_PROBLEM TO WORK ON_
Write out all of the lines below again, including the ones that ask for dots, and shift every coordinate in the points listed after "Marked at:" by adding 126. Keep the sample points in the other lines unchanged, and leave the pictures out.

•••••

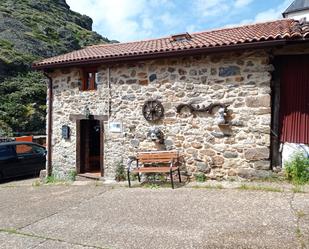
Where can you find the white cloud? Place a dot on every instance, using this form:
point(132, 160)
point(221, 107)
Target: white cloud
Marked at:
point(127, 20)
point(272, 14)
point(116, 19)
point(242, 3)
point(210, 8)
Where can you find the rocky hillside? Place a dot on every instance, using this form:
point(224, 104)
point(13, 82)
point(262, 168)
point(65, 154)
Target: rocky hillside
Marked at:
point(30, 30)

•••••

_EXPECTED ANSWER_
Where can you find the white cloud? Place a dot on every instance, using this form:
point(132, 160)
point(221, 107)
Target: white cloud
Marked at:
point(253, 146)
point(398, 140)
point(242, 145)
point(368, 129)
point(336, 134)
Where can you find the rocky hillside? Place a dot on every instance, using this form:
point(224, 104)
point(13, 82)
point(262, 168)
point(65, 154)
Target: rocky hillside
Marked at:
point(156, 156)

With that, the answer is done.